Complete the following
- a) According to the text on Augustine Zhao Rong, who ordained him as a priest?
- b) Write the passage that follows the last sentence of the text on Augustine Zhao Rong.

Exercise text
=== Section Start ===

Chinese Catholic priest and saint

Augustine Zhao Rong (Chinese name: 趙榮 (赵荣, Zhào Róng); 1746–1815) was a Chinese Catholic priest who was martyred in 1815. He was canonized by Pope John Paul II on October 1, 2000, as one of the 120 Martyrs of China.

==Life==

He was born in 1746 in Wuchuan county of Guizhou. He joined the imperial army of the Qing dynasty when he was 20.

During the anti-Christian persecutions in the 18th century, he was at one point put in charge of guarding Christian prisoners. In particular, in 1785, he guarded Father (later bishop) Gabriel-Taurin Dufresse when the latter was under arrest and being taken to Beijing. Zhao Rong was converted through his contact with Father Gabriel. When Father Gabriel was later released from prison, he baptized Zhao Rong, who received the name 'Augustine'.

Augustine wanted to become a priest himself and received training to become a priest. He was ordained only five years after his baptism by François Pottier, Apostolic Vicar of Szechwan. He was the first Chinese-born diocesan priest. Augustine worked as a priest and was known for bringing many people to convert. He was sent to work in Yunnan. In the last year of his life, he was in charge of all Catholics in the counties of Guan Xian, Jin Tang, and Wen Jiang in western Sichuan Province.

=== Section End ===

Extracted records
=== Section Start ===

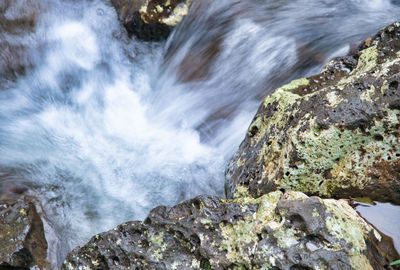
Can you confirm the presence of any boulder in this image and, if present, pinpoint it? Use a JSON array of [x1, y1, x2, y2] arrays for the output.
[[0, 198, 50, 269], [226, 22, 400, 204], [62, 191, 398, 270], [111, 0, 192, 41]]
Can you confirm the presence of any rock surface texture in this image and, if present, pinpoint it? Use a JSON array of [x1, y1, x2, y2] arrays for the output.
[[226, 22, 400, 204], [62, 191, 397, 270], [0, 199, 50, 269], [111, 0, 192, 41]]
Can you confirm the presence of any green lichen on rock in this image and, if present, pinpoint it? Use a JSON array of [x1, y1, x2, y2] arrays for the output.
[[63, 191, 398, 270], [226, 21, 400, 203], [140, 0, 192, 26], [0, 198, 51, 270]]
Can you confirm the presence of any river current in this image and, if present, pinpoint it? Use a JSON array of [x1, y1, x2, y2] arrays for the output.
[[0, 0, 400, 261]]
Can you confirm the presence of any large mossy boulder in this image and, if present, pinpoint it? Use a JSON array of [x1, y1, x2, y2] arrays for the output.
[[62, 191, 398, 270], [111, 0, 192, 41], [226, 22, 400, 204], [0, 198, 51, 270]]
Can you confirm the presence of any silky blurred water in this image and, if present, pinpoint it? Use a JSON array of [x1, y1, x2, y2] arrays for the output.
[[0, 0, 400, 260]]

=== Section End ===

Expected responses
- a) François Pottier, Apostolic Vicar of Szechwan.

- b)
During the reign of the Jiaqing Emperor a new wave of persecution occurred against Christians in China. Augustine was arrested, tortured and ordered to renounce his faith. Augustine refused and he died in prison from beatings in the winter of 1815.

==Canonization==
He was beatified on May 27, 1893, by Pope Leo XIII and canonized along with other martyrs of China on October 1, 2000, by Pope John Paul II. He was the first Chinese priest in history to be martyred and the group of martyrs canonized in 2000 were also named 'Augustine Zhao Rong and companions'.